[Dataset entries]
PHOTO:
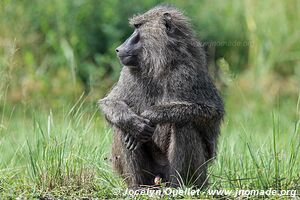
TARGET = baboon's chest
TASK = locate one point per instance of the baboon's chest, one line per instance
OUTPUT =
(146, 97)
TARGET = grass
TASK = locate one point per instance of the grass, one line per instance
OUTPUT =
(63, 154)
(50, 149)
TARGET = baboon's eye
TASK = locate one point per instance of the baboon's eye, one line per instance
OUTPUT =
(137, 25)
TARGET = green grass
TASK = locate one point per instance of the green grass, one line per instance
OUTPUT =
(62, 154)
(52, 146)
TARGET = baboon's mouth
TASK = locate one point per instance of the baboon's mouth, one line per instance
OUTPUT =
(128, 59)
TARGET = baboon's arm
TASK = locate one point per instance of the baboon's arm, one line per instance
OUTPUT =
(181, 112)
(119, 114)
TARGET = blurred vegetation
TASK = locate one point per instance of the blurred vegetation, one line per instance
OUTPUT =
(52, 51)
(57, 59)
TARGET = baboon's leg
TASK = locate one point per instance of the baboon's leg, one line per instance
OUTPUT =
(134, 166)
(186, 157)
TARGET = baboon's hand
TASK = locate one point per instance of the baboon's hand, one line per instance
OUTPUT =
(142, 129)
(131, 142)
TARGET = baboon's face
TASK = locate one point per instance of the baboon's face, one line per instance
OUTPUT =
(146, 42)
(129, 50)
(157, 33)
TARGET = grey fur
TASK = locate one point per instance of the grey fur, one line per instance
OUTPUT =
(167, 115)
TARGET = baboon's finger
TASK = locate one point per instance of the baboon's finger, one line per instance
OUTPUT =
(137, 146)
(131, 140)
(127, 136)
(133, 145)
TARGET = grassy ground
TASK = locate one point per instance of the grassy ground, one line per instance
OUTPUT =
(63, 153)
(53, 149)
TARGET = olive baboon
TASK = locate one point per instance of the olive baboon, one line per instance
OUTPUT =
(165, 110)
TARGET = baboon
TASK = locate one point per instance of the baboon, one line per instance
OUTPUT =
(165, 110)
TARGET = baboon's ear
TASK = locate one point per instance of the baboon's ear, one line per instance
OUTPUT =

• Exercise: Omit the pictures. Print, word for word, the lines from the beginning of the entries above through the line that holds "TASK = locate one point per instance of the green".

• Expected answer:
PHOTO:
TARGET = baboon's chest
TASK = locate one point per instance of the baboon's chest, one line per instance
OUTPUT =
(146, 97)
TARGET = grass
TASK = locate one point per instance of the grass, one line per instance
OUTPUT =
(63, 154)
(50, 149)
TARGET = baboon's eye
TASK = locate one point per instance of the baboon's eye, one line per instance
OUTPUT =
(137, 25)
TARGET = green grass
TASK = locate one point per instance of the green grass, one line per instance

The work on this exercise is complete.